Passage to read -
********************

The Dialogic Blackboard      

In the previous section, we examined some of the ways that Blackboard disciplines student experience, but at its best, such discipline challenges students to refine their written voices. After all, as its metaphoric name suggests, Blackboard opens a space for a community dialogue in which students must frequently consider self-presentation in light of shifting audience, surely one of our primary objectives as teachers of writing. Students can have asynchronous discussions or real-time virtual chats, exchange files, send mail, share common documents, or visit external sites of joint interest. Thus despite the architecture of authority that structures Blackboard, students are constantly faced with various environments of interchange.

Perhaps no theorist has better articulated the complications of dialogue than Mikhail Bakhtin, who repeatedly insists that dialogue is not just interaction between two contained individuals or points of view. Rather, it is a model for the world as people live in it. This model is necessarily rich, messily complex, and ongoing, for that is how we experience life. Attention to how Blackboard allows for dialogue can show the space’s possibilities for student writing as process rather than as containment. The question then is how effectively Blackboard aids in this process. If Bakhtin is correct that any dialogue is an active boundary between two people and that meaning is constantly contested and evolving, then to what extent does Blackboard encourage students to see their own writing as inevitably dialogic rather than as a static, embodied object that needs perfecting precisely so that it can be left behind?

********************

Requirements - Reproduce the passage about dialogue on Blackboard word for word, from "The Dialogic Blackboard" to "environments of interchange.".

Supplied information -

********************

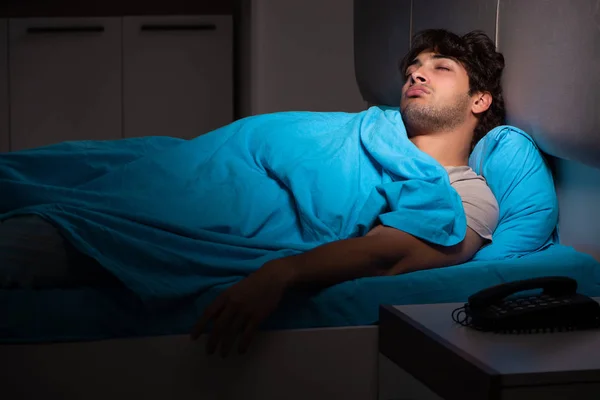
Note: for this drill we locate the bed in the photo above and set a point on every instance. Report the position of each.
(325, 346)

********************

Task result -
The Dialogic Blackboard      

In the previous section, we examined some of the ways that Blackboard disciplines student experience, but at its best, such discipline challenges students to refine their written voices. After all, as its metaphoric name suggests, Blackboard opens a space for a community dialogue in which students must frequently consider self-presentation in light of shifting audience, surely one of our primary objectives as teachers of writing. Students can have asynchronous discussions or real-time virtual chats, exchange files, send mail, share common documents, or visit external sites of joint interest. Thus despite the architecture of authority that structures Blackboard, students are constantly faced with various environments of interchange.